- **Assignment**
From the first line to the last, print the records exactly.

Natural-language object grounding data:
++++++++

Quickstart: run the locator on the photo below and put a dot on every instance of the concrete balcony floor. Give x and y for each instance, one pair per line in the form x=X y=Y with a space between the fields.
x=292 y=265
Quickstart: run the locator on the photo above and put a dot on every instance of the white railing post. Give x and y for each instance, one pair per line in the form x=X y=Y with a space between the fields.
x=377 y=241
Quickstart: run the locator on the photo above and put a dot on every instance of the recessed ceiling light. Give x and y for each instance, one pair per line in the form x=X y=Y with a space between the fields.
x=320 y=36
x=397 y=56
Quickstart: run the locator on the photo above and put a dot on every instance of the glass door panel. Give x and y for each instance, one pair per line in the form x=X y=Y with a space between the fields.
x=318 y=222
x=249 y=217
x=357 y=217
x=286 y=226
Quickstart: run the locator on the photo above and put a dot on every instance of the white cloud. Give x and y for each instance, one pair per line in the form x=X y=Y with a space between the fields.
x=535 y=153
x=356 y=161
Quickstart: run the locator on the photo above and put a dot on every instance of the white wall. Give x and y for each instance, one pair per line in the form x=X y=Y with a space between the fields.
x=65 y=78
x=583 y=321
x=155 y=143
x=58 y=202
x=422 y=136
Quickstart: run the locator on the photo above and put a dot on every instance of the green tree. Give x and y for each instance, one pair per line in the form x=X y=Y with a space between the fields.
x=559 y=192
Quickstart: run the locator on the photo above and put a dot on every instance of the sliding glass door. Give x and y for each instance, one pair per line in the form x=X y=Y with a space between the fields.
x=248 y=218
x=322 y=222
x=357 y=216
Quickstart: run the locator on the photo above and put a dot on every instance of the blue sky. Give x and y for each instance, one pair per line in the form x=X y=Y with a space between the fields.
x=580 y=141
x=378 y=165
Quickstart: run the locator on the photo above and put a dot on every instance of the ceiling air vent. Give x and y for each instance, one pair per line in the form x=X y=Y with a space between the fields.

++++++++

- **Exercise output**
Quickstart: run the locator on the photo below and put a dot on every instance of the concrete balcony floor. Give x and y for each instance, one pair per line in the form x=X y=Y with a space between the fields.
x=292 y=265
Quickstart: run the locator on the photo above and put a dot on every instance of the white railing post. Give x and y for each instance, one pair per line in the form x=X y=Y with a space between the fields.
x=377 y=241
Quickstart: run the locator on the photo above and put a dot on every instance of the recessed ceiling light. Give x and y for each instance, one pair per line in the form x=X y=Y with a space between the fields.
x=320 y=36
x=397 y=56
Quickstart: run the locator on the photo above and put a dot on every instance of the glass door panel. Give x and y for each instance, one pair per line in the form x=X y=Y with a space between the fields.
x=318 y=222
x=249 y=217
x=357 y=217
x=286 y=226
Quickstart: run the locator on the photo above and put a dot on every instance of the white cloud. Give x and y for each instance, one pair per line in the form x=X y=Y with a space between the fields.
x=535 y=153
x=356 y=161
Quickstart: run the locator on the photo above and put a dot on every instance of the white wall. Give x and y for each instance, one pair per line in the form x=X y=Y with a space between the fields.
x=65 y=78
x=583 y=321
x=155 y=143
x=58 y=202
x=422 y=136
Quickstart: run the locator on the photo above and put a dot on every instance of the green tree. Give x and y for each instance, one pair per line in the form x=X y=Y with a space between the fields.
x=559 y=192
Quickstart: run the locator on the photo above and put a dot on every instance of the sliding glass door. Give x and y for each instance, one pair per line in the form x=X y=Y with a space between the fields.
x=248 y=218
x=322 y=222
x=357 y=216
Quickstart: run the locator on the photo above and put a dot on every instance of the blue sky. Give x and y for each instance, one pair per line in the form x=X y=Y with a space between the fields.
x=580 y=141
x=378 y=165
Quickstart: run the locator on the photo above and put a dot on every instance of the ceiling air vent. Give x and y for each instance, one pair per line in the form x=X y=Y with a space between the fields.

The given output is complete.